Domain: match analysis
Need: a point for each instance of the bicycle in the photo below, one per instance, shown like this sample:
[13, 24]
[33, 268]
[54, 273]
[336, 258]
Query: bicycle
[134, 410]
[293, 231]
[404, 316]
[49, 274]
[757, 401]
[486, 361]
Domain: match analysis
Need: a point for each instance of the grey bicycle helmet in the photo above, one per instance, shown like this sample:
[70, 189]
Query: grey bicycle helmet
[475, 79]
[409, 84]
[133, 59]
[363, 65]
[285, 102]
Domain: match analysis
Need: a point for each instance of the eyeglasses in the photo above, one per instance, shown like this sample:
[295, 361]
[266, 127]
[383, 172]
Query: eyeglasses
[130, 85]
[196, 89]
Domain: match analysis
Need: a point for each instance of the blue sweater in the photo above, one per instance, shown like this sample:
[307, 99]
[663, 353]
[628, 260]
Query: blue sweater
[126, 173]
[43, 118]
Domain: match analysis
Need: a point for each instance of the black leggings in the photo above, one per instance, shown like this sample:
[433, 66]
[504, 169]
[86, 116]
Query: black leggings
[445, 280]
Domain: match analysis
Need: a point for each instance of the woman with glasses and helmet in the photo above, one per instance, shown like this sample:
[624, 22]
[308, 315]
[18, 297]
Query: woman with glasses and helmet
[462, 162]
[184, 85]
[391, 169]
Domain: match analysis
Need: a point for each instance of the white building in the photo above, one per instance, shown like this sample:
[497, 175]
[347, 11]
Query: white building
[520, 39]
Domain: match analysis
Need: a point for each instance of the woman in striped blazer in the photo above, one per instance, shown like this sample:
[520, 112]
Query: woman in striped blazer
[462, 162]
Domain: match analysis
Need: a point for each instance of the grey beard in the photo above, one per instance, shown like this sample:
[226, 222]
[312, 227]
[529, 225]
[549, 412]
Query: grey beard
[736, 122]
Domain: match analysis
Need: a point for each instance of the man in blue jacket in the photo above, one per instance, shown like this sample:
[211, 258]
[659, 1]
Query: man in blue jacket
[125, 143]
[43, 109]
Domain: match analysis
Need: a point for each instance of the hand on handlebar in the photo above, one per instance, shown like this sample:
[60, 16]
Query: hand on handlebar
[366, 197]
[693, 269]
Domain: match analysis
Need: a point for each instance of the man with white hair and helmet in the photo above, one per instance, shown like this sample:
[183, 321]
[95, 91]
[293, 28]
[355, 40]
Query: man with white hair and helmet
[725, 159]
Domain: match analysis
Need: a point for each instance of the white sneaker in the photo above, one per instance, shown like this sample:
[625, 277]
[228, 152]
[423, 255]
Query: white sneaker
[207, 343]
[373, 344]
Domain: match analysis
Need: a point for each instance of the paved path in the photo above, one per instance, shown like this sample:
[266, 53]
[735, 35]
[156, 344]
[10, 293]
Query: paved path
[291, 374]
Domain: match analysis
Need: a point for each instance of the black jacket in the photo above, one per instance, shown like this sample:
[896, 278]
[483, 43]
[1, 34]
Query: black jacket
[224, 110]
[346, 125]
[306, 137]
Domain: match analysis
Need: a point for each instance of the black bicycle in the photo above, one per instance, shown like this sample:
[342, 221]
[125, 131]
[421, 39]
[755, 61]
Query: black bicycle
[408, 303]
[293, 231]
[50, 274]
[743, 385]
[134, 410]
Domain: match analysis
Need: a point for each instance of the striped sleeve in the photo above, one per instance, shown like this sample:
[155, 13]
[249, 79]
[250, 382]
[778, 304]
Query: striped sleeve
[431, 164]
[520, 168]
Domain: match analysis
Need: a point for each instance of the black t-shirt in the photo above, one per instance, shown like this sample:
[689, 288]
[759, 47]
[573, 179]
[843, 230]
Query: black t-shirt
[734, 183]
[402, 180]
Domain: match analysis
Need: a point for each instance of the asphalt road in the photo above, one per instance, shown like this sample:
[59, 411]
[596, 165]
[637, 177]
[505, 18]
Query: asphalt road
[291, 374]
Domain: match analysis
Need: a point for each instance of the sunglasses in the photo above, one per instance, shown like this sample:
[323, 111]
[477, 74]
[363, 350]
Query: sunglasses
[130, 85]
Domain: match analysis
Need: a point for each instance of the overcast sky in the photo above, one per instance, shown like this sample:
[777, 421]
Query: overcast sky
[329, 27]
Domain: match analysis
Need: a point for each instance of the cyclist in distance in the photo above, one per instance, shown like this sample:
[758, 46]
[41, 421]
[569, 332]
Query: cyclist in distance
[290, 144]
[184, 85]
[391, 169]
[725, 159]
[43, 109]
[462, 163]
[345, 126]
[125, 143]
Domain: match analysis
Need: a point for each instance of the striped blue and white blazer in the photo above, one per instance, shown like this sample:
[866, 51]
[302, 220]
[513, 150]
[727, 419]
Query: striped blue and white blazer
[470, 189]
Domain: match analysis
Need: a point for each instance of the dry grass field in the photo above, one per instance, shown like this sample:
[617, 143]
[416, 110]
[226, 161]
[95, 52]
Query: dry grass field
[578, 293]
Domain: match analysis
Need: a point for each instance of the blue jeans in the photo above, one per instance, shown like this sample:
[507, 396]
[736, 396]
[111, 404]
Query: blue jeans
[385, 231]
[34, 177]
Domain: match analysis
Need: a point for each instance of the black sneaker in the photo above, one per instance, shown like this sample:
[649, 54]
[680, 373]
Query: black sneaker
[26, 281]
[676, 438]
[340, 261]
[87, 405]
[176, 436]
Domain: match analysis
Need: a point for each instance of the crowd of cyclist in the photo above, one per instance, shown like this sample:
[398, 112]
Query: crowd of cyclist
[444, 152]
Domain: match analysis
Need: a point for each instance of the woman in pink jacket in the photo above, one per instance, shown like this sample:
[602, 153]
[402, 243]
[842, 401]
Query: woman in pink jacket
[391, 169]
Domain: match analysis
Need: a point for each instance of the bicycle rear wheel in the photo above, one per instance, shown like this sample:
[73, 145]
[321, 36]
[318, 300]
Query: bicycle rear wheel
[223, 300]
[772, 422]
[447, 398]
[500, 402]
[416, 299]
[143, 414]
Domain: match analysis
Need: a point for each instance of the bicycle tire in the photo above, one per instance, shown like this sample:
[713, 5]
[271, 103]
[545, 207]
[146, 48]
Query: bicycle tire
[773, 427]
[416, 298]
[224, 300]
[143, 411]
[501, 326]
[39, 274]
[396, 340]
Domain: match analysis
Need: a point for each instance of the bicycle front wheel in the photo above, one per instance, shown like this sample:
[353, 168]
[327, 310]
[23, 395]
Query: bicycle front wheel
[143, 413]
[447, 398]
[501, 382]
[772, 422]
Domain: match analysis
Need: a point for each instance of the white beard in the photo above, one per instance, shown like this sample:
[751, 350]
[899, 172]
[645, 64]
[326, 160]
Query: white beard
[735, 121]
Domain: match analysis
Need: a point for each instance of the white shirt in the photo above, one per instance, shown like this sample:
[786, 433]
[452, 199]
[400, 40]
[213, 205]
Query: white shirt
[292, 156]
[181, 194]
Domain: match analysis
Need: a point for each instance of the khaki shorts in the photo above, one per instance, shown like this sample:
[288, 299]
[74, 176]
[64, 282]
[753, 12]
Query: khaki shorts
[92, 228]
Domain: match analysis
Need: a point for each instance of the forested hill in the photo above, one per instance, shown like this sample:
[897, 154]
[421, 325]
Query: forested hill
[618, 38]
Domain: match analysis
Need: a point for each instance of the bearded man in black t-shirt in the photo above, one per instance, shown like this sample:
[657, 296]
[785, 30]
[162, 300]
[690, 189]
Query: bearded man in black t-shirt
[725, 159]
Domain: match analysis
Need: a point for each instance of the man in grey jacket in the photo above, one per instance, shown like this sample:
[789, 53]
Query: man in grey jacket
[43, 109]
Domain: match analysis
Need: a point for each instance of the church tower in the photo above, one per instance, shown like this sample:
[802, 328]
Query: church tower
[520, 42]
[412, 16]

============

**EXERCISE:**
Repeat each entry word for word.

**REPLY TO THE EXERCISE:**
Domain: match analysis
Need: a point for each instance of the bicycle in the photo below, one per instance, shown like this sample:
[13, 24]
[33, 268]
[54, 273]
[336, 258]
Query: bicycle
[134, 410]
[293, 231]
[404, 316]
[49, 274]
[757, 401]
[486, 361]
Domain: match analysis
Need: a point for each instance of the grey bicycle helmet in the photo above, one per instance, shown like this sample:
[70, 189]
Query: grey bicycle helmet
[475, 79]
[409, 84]
[133, 59]
[363, 65]
[285, 102]
Domain: match analysis
Need: a point for each instance of the eyeglasses in the photo above, one per instance, shown like this sample:
[295, 361]
[266, 127]
[383, 172]
Query: eyeglasses
[130, 85]
[196, 89]
Domain: match analysis
Need: a point for each instance of the blue sweater in the photo above, one per instance, shown like this sample:
[307, 99]
[663, 353]
[628, 260]
Query: blue sweater
[126, 173]
[43, 118]
Domain: match analysis
Need: a point for each instance of the black leggings in the photo above, one per instance, shown like this sample:
[433, 66]
[504, 169]
[86, 116]
Query: black leggings
[445, 280]
Domain: match analysis
Need: a point for each instance of the woman with glasses and helmet in the photo above, one per instance, shown like this sample:
[624, 22]
[308, 315]
[18, 297]
Query: woman with glasses and helmet
[462, 162]
[184, 85]
[391, 169]
Domain: match analysis
Need: a point for each instance of the white building in the photo above, one per instance, shown like this sample:
[497, 175]
[347, 11]
Query: white building
[520, 39]
Domain: match analysis
Need: a point for each instance of the woman in striped blazer in the photo above, one per instance, shown like this sample:
[520, 112]
Query: woman in striped blazer
[462, 162]
Domain: match analysis
Need: a point for each instance of the grey beard in the photo above, one per instance, shown like this sample:
[226, 222]
[312, 227]
[529, 225]
[549, 412]
Query: grey beard
[736, 122]
Domain: match analysis
Need: a point for each instance of the man in blue jacket in the photo above, one per instance, shown like this sample:
[211, 258]
[659, 1]
Query: man in blue jacket
[125, 143]
[43, 109]
Domain: match analysis
Need: a point for each instance of the hand on handlebar in the photo above, one per instance, shown like this sample:
[60, 16]
Query: hand on handlebar
[366, 197]
[693, 269]
Domain: match analysis
Need: a point for each instance of the man with white hair and helmet in the photo above, one per instance, shown like this sample:
[183, 321]
[95, 91]
[293, 28]
[355, 40]
Query: man with white hair and helmet
[725, 159]
Domain: match analysis
Need: a point for each instance of the white sneaker in the photo above, one per instance, shown like this sample:
[625, 277]
[228, 152]
[423, 255]
Query: white sneaker
[207, 343]
[373, 344]
Domain: match analysis
Need: a point for each instance of the paved path in the photo above, one per instance, shown like this sample:
[266, 53]
[735, 35]
[156, 344]
[10, 293]
Query: paved path
[291, 374]
Domain: match analysis
Need: a point for each instance of the black jacket in the photo above, one per instance, shown like this sample:
[896, 278]
[483, 43]
[1, 34]
Query: black jacket
[224, 110]
[346, 125]
[306, 137]
Domain: match analysis
Need: a point for each instance of the black bicycle in the photo above, one per instance, shown like this sample:
[342, 221]
[125, 131]
[421, 39]
[755, 61]
Query: black bicycle
[408, 303]
[293, 231]
[50, 274]
[743, 385]
[134, 410]
Domain: match analysis
Need: a point for each instance of the striped sleeve in the photo above, one per instance, shown like this sample:
[155, 13]
[249, 79]
[250, 382]
[778, 304]
Query: striped sleeve
[431, 164]
[520, 168]
Domain: match analysis
Need: a point for each instance of the black t-shirt in the photo above, one per instance, shown like this sample:
[689, 288]
[759, 47]
[573, 179]
[843, 230]
Query: black t-shirt
[734, 183]
[402, 180]
Domain: match analysis
Need: a point for each instance of the asphalt road in the photo above, one per instance, shown like this sample:
[59, 411]
[596, 165]
[637, 177]
[505, 18]
Query: asphalt road
[291, 374]
Domain: match analysis
Need: a point for each instance of the sunglasses in the photo above, one per instance, shown like this sample:
[323, 111]
[477, 74]
[363, 350]
Query: sunglasses
[130, 85]
Domain: match analysis
Need: a point for each instance of the overcast sky in the photo above, one per instance, shown like this sample:
[777, 421]
Query: overcast sky
[329, 27]
Domain: match analysis
Need: a point for each instance of the cyclist in distance in the photo above, one per instance, shown like this sample:
[758, 46]
[41, 421]
[569, 332]
Query: cyclist in distance
[290, 144]
[184, 85]
[391, 169]
[725, 159]
[43, 109]
[462, 163]
[345, 126]
[125, 143]
Domain: match analysis
Need: a point for each instance of the striped blue and white blazer in the photo above, one per instance, shown like this sample:
[866, 51]
[302, 220]
[513, 150]
[727, 419]
Query: striped blue and white blazer
[470, 189]
Domain: match analysis
Need: a point for each instance of the dry grass field in the photo above, one per instance, shown like this sample:
[617, 143]
[416, 110]
[226, 161]
[95, 52]
Query: dry grass field
[578, 293]
Domain: match analysis
Need: a point for each instance of the blue jeans in the photo above, one per instance, shown like this sample:
[507, 396]
[736, 396]
[111, 404]
Query: blue jeans
[385, 231]
[34, 177]
Domain: match analysis
Need: a point for each instance of the black sneaker in the photo above, one per instance, shown like this sample:
[649, 54]
[680, 373]
Query: black sneaker
[26, 281]
[676, 438]
[340, 261]
[87, 405]
[176, 436]
Domain: match analysis
Need: a point for each instance of the crowd of cyclist in the photo above, one per instance, shown like this sample:
[398, 112]
Query: crowd of cyclist
[444, 152]
Domain: match analysis
Need: a point for each instance of the woman in pink jacket in the photo above, one per instance, shown like this sample:
[602, 153]
[402, 243]
[842, 401]
Query: woman in pink jacket
[391, 169]
Domain: match analysis
Need: a point for each instance of the bicycle rear wheel in the photo above, one per instance, shown like this sample:
[73, 145]
[321, 36]
[318, 300]
Query: bicycle rear wheel
[223, 300]
[772, 422]
[447, 398]
[500, 402]
[416, 299]
[143, 414]
Domain: match analysis
Need: a point for each instance of the bicycle tire in the photo above, one per instance, shown like this sample:
[713, 5]
[271, 103]
[545, 207]
[146, 48]
Query: bicycle tire
[773, 427]
[416, 298]
[224, 300]
[143, 411]
[501, 326]
[39, 274]
[396, 340]
Domain: match analysis
Need: a point for each instance of the bicycle front wheel in the photo above, one per instance, shown like this sample:
[353, 168]
[327, 310]
[23, 395]
Query: bicycle front wheel
[143, 413]
[447, 398]
[501, 382]
[772, 422]
Domain: match analysis
Need: a point for each instance of the white beard in the photo above, one per instance, shown like this sample:
[751, 350]
[899, 172]
[645, 64]
[326, 160]
Query: white beard
[735, 121]
Domain: match analysis
Need: a point for each instance of the white shirt in the photo above, one per instance, shown like this sample:
[786, 433]
[452, 199]
[400, 40]
[213, 205]
Query: white shirt
[292, 156]
[181, 194]
Domain: match analysis
Need: a point for each instance of the khaki shorts in the photo above, one per instance, shown like this sample:
[288, 299]
[74, 176]
[64, 282]
[753, 12]
Query: khaki shorts
[92, 228]
Domain: match analysis
Need: a point for each instance of the forested hill in the photo above, one per instance, shown like this sample:
[897, 154]
[421, 325]
Query: forested hill
[618, 38]
Domain: match analysis
Need: a point for each instance of the bearded man in black t-shirt in the photo above, one per instance, shown like this sample:
[657, 296]
[785, 30]
[162, 300]
[690, 189]
Query: bearded man in black t-shirt
[725, 159]
Domain: match analysis
Need: a point for each instance of the man in grey jacket in the photo above, one per instance, shown like this sample:
[789, 53]
Query: man in grey jacket
[43, 109]
Domain: match analysis
Need: a point for each instance of the church tower in the photo above, one per instance, shown like this sample:
[802, 328]
Query: church tower
[520, 42]
[412, 16]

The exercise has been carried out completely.